Activity – When a line in the entries contains the word "wooden", copy that line in full.

────────────────────

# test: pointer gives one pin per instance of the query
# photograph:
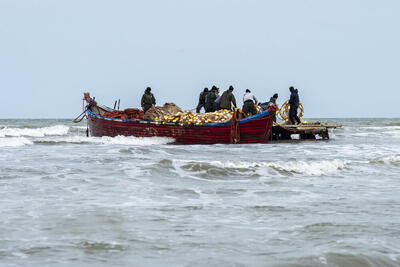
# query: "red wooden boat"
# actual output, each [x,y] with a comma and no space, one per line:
[253,129]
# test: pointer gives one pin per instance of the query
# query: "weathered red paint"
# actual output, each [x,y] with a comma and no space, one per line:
[252,131]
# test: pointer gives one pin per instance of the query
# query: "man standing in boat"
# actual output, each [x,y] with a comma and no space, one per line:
[227,99]
[148,100]
[294,105]
[249,102]
[210,99]
[202,100]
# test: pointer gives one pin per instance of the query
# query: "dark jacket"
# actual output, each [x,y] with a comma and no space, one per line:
[209,100]
[226,99]
[148,100]
[202,97]
[294,99]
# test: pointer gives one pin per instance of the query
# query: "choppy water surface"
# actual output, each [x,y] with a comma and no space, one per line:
[68,200]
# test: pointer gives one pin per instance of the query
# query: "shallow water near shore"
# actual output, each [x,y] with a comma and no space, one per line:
[69,200]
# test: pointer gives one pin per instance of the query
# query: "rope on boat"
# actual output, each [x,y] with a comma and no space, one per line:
[81,116]
[235,130]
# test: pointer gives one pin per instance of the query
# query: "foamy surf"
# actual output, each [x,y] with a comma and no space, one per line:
[56,130]
[311,168]
[106,140]
[14,142]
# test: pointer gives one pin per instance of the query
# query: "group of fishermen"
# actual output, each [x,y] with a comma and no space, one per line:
[211,101]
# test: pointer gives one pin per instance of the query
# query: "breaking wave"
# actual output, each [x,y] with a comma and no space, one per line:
[56,130]
[387,160]
[106,140]
[14,142]
[228,168]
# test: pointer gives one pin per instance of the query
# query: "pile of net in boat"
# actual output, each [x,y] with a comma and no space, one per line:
[129,113]
[171,113]
[188,117]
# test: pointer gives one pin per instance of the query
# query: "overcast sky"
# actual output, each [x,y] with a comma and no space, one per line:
[342,55]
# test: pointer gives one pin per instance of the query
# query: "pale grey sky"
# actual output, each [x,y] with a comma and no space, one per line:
[342,55]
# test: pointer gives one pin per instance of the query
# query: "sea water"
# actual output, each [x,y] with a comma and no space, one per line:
[71,200]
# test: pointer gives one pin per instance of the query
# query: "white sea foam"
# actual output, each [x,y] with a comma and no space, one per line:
[118,140]
[56,130]
[14,141]
[313,168]
[388,159]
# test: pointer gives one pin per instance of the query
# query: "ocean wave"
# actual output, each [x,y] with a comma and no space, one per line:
[56,130]
[228,168]
[14,142]
[106,140]
[346,259]
[387,160]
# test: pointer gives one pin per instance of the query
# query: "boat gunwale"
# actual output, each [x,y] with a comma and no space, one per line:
[245,120]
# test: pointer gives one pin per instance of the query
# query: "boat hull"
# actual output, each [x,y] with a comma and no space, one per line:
[255,129]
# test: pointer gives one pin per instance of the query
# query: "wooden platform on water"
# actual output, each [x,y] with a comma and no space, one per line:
[308,131]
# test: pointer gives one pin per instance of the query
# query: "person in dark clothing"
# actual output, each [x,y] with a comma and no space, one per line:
[210,99]
[249,102]
[148,100]
[271,101]
[294,105]
[202,100]
[227,99]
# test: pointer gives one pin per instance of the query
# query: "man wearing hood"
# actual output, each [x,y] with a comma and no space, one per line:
[202,100]
[249,102]
[227,99]
[210,99]
[294,105]
[148,100]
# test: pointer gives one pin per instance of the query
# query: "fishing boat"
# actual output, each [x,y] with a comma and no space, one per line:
[238,130]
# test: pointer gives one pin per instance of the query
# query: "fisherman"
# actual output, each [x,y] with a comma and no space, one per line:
[217,101]
[148,100]
[272,101]
[249,100]
[294,105]
[228,99]
[202,100]
[210,99]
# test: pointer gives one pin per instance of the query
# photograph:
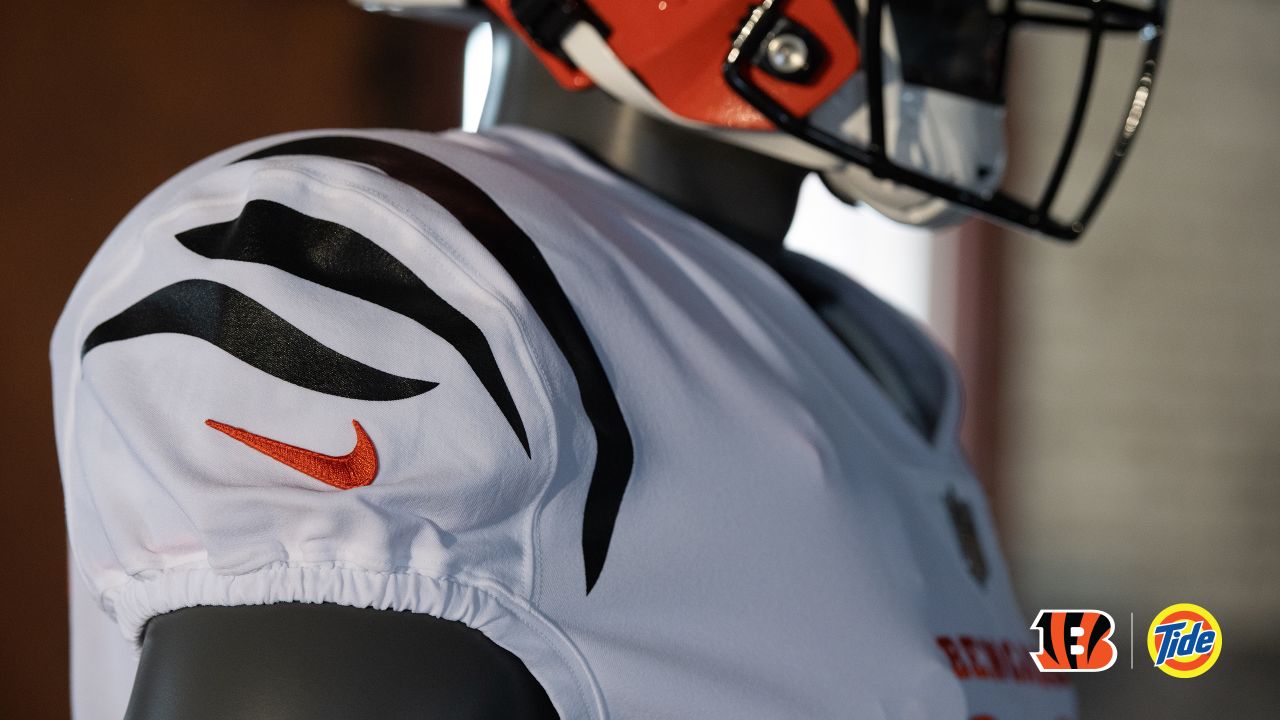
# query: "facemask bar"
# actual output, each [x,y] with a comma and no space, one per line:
[1104,16]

────────────────────

Task output –
# query: "red wooden boat"
# query: "wooden platform on water"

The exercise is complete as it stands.